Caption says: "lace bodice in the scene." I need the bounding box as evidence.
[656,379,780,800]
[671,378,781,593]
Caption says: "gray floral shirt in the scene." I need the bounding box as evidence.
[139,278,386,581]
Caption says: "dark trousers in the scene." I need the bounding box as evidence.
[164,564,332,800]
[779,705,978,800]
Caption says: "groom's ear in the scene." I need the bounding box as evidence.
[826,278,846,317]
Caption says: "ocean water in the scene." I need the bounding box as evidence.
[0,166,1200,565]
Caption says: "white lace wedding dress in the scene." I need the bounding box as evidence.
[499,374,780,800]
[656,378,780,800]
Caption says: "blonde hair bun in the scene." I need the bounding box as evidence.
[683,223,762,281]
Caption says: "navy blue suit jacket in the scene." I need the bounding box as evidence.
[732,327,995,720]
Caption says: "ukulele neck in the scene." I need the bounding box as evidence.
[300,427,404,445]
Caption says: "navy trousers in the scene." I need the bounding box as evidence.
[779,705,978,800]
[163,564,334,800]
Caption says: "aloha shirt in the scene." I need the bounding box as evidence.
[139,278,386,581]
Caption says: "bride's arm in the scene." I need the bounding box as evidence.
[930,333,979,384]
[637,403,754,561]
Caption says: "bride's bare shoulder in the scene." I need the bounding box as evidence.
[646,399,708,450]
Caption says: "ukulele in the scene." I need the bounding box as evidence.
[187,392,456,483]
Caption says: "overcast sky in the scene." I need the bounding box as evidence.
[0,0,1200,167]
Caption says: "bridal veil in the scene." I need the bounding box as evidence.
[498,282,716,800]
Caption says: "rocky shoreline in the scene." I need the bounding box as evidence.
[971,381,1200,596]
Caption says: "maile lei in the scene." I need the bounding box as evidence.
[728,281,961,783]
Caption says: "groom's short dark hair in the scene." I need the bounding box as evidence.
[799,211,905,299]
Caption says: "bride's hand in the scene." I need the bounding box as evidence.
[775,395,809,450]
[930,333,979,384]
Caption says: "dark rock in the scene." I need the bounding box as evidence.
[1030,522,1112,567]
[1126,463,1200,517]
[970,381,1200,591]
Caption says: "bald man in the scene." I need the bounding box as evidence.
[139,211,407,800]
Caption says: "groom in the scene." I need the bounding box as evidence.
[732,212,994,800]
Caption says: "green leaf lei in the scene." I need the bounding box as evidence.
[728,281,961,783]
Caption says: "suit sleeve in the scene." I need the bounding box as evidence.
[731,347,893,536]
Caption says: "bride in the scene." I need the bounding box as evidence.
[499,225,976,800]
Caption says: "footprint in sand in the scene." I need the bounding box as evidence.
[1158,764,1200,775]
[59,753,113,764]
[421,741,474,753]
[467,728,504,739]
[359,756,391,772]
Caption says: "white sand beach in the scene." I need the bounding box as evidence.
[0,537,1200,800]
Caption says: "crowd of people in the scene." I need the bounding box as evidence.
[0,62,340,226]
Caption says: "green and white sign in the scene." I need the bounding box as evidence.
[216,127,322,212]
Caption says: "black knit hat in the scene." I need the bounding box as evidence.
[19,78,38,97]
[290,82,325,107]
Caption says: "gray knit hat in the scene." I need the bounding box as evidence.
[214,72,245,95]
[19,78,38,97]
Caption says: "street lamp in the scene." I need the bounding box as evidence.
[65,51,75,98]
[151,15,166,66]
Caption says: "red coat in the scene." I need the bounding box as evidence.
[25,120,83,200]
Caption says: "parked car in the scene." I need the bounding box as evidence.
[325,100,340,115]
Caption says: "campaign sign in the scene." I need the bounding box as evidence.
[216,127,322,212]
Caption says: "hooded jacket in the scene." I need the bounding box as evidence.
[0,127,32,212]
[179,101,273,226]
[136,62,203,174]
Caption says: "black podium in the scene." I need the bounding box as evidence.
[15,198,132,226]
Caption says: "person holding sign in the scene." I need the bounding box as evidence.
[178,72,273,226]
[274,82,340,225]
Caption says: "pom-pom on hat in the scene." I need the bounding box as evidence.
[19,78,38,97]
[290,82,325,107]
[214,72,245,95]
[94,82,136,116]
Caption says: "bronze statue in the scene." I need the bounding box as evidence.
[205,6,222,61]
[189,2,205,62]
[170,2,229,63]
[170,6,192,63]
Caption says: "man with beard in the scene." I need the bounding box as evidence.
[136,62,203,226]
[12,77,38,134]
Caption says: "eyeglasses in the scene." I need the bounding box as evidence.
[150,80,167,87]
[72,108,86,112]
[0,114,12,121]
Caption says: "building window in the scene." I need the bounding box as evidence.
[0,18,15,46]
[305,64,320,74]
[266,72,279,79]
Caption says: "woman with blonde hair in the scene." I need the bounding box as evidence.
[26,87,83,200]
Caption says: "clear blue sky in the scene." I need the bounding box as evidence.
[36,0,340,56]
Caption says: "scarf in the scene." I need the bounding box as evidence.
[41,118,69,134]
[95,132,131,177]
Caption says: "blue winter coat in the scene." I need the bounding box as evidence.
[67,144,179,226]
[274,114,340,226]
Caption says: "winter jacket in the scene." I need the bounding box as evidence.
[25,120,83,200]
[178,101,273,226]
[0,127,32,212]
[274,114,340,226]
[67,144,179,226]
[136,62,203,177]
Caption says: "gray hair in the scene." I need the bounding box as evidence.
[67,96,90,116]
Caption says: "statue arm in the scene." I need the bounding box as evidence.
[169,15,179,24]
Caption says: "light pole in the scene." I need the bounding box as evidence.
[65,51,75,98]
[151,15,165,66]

::::::::

■ GIVEN TASK
Please rewrite all of the records above as a Markdown table with two columns, Row and Line, giving each line its own numbered row. Leave out any blank lines.

■ SOLVED EXERCISE
| Row | Line |
|---|---|
| 1 | Caption says: "lace bodice in the scene." I need the bounding box as evidence. |
| 2 | [656,379,780,800] |
| 3 | [671,378,781,593] |
| 4 | Caption says: "gray floral shirt in the scene." I need the bounding box as evidence. |
| 5 | [139,278,386,581] |
| 6 | Caption says: "dark trousers in the scene." I need the bounding box as evidence. |
| 7 | [164,564,332,800] |
| 8 | [779,705,978,800] |
| 9 | Caption says: "groom's ear in the scene." I need the bounding box as evidence. |
| 10 | [826,278,846,317] |
| 11 | Caption says: "ocean water in the scene." I need the bounding box as evidence. |
| 12 | [0,166,1200,565] |
| 13 | Caption says: "white lace wedding dress in the scene." I need the bounding box as evidence. |
| 14 | [499,374,780,800] |
| 15 | [656,378,780,800] |
| 16 | Caption says: "blonde hair bun in the scene." I need the bounding box as evidence. |
| 17 | [683,223,762,281] |
| 18 | Caption says: "navy blue suit jacket in the scene." I need the bounding box as evidence. |
| 19 | [732,327,995,720] |
| 20 | Caption says: "ukulele neck in the scene." I need the bounding box as evidence. |
| 21 | [300,427,404,445] |
| 22 | Caption says: "navy trousers in the scene." I need the bounding box as evidence. |
| 23 | [779,705,978,800] |
| 24 | [163,564,334,800] |
| 25 | Caption says: "aloha shirt in the scene." I need the bounding box as evidence. |
| 26 | [139,278,386,581] |
| 27 | Caption says: "bride's arm in the scene." I need the bounding box as evidence. |
| 28 | [930,333,979,384] |
| 29 | [637,403,754,561] |
| 30 | Caption says: "bride's bare shoulder in the scene." I need the bounding box as evidence. |
| 31 | [646,399,708,450] |
| 32 | Caption says: "ukulele in the scene." I need the bounding box as evidence. |
| 33 | [187,392,456,483] |
| 34 | Caption says: "overcast sky in the scene." I need the bounding box as evidence. |
| 35 | [0,0,1200,167] |
| 36 | Caption says: "bridal veil in the scene." I need the bounding box as evidence. |
| 37 | [498,282,716,800] |
| 38 | Caption says: "rocky shoreline in the scene." I need the bounding box as evidence. |
| 39 | [971,381,1200,596] |
| 40 | Caption says: "maile lei in the scene." I need the bounding box as evidence. |
| 41 | [728,281,961,783] |
| 42 | Caption says: "groom's short dark hair in the scene." I need the bounding box as evidence. |
| 43 | [799,211,905,299] |
| 44 | Caption says: "bride's hand in the scene." I need the bounding box as evidence. |
| 45 | [775,395,809,450] |
| 46 | [930,333,979,384] |
| 47 | Caption says: "dark rock in the scene." I need the bounding box as evidence. |
| 48 | [1030,522,1112,567] |
| 49 | [1126,463,1200,517] |
| 50 | [970,381,1200,591] |
| 51 | Caption says: "bald man in the scene." I need the bounding box as evidence. |
| 52 | [139,211,407,800] |
| 53 | Caption says: "groom in the scene." I need the bounding box as evidence. |
| 54 | [732,212,994,800] |
| 55 | Caption says: "green leaf lei in the scene." I need the bounding box as evidence. |
| 56 | [728,281,961,783] |
| 57 | Caption says: "suit sleeve in the scene." I need the bounding box as evidence. |
| 58 | [731,347,893,536] |
| 59 | Caption says: "bride in the scene." I need the bounding box as evidence. |
| 60 | [499,225,976,800] |
| 61 | Caption says: "footprint in sand in the scene." I need the bounding box as evidence. |
| 62 | [1158,764,1200,775] |
| 63 | [59,753,113,764] |
| 64 | [421,741,474,753] |
| 65 | [467,728,504,739] |
| 66 | [359,756,391,772] |
| 67 | Caption says: "white sand beach in the scene." I need the bounding box as evidence. |
| 68 | [0,537,1200,800] |
| 69 | Caption says: "crowd of people in the scene." I need the bounding box as evidence. |
| 70 | [0,62,340,226] |
| 71 | Caption says: "green and white sign in the scene." I need the bounding box as evidence. |
| 72 | [216,127,322,212] |
| 73 | Caption says: "black knit hat in the scene." I need the bounding box as evidence. |
| 74 | [19,78,38,97] |
| 75 | [290,82,325,107] |
| 76 | Caption says: "gray knit hat in the scene." I need the bounding box as evidence. |
| 77 | [214,72,245,95] |
| 78 | [19,78,38,97] |
| 79 | Caption says: "street lamp in the scene." I need the bounding box as evidence. |
| 80 | [65,51,75,98] |
| 81 | [151,15,166,66] |
| 82 | Caption says: "red coat in the scene." I need the bounding box as evidence. |
| 83 | [25,120,83,200] |
| 84 | Caption says: "parked car in the scene." I need the bounding box as evidence. |
| 85 | [325,100,340,115] |
| 86 | Caption says: "campaign sign in the scene." I need the bounding box as evidence. |
| 87 | [216,127,322,212] |
| 88 | Caption says: "hooded jacket in the scene." I need the bounding box as evidence. |
| 89 | [0,127,32,212] |
| 90 | [179,101,273,226] |
| 91 | [136,62,203,174] |
| 92 | Caption says: "black podium in the scene." I need the bounding box as evidence. |
| 93 | [15,198,132,226] |
| 94 | Caption says: "person holding sign in the scene." I need the bounding box as evidence. |
| 95 | [178,72,273,226] |
| 96 | [274,82,340,225] |
| 97 | Caption says: "pom-pom on hat in the scene." I need the bounding box as evidence. |
| 98 | [19,78,38,97] |
| 99 | [290,82,325,107] |
| 100 | [214,72,245,95] |
| 101 | [94,82,136,116] |
| 102 | Caption says: "bronze statue in the scene." I need the bounding box as evidence. |
| 103 | [205,6,222,61] |
| 104 | [189,2,205,62] |
| 105 | [170,2,229,63] |
| 106 | [170,6,192,63] |
| 107 | Caption says: "man with beard in the scene." I need the bounding box as evidence. |
| 108 | [136,62,203,226] |
| 109 | [12,77,38,134] |
| 110 | Caption says: "eyeglasses in the scene." I need the bounding box as evidence. |
| 111 | [150,80,167,87] |
| 112 | [72,108,86,112] |
| 113 | [0,114,12,121] |
| 114 | Caption says: "building window in the scene." I need the bounding box as evidence. |
| 115 | [0,18,15,46] |
| 116 | [305,64,320,74] |
| 117 | [266,72,279,79] |
| 118 | Caption says: "woman with blonde hair in the scene." I need the bounding box as evidence. |
| 119 | [26,87,83,200] |
| 120 | Caption says: "clear blue sky in the scene." I need the bounding box as evidence. |
| 121 | [36,0,340,56] |
| 122 | Caption says: "scarf in the scene." I need the bounding box as evidence. |
| 123 | [41,118,69,134] |
| 124 | [95,132,131,177] |
| 125 | Caption says: "blue winter coat in the scene." I need the bounding box as evidence. |
| 126 | [67,144,179,226] |
| 127 | [274,114,340,226] |
| 128 | Caption says: "winter jacket in the scene." I need the bounding box as evidence. |
| 129 | [25,120,83,200] |
| 130 | [178,101,273,226] |
| 131 | [0,127,32,212] |
| 132 | [274,114,340,226] |
| 133 | [67,144,179,226] |
| 134 | [136,62,203,177] |
| 135 | Caption says: "gray hair in the scene." I need the bounding box as evidence. |
| 136 | [67,96,90,116] |
| 137 | Caption says: "statue arm in the scene." I need the bounding box as evidence. |
| 138 | [169,15,179,24] |
| 139 | Caption says: "light pole in the scene." I need the bounding box as evidence. |
| 140 | [65,51,75,98] |
| 141 | [151,15,165,66] |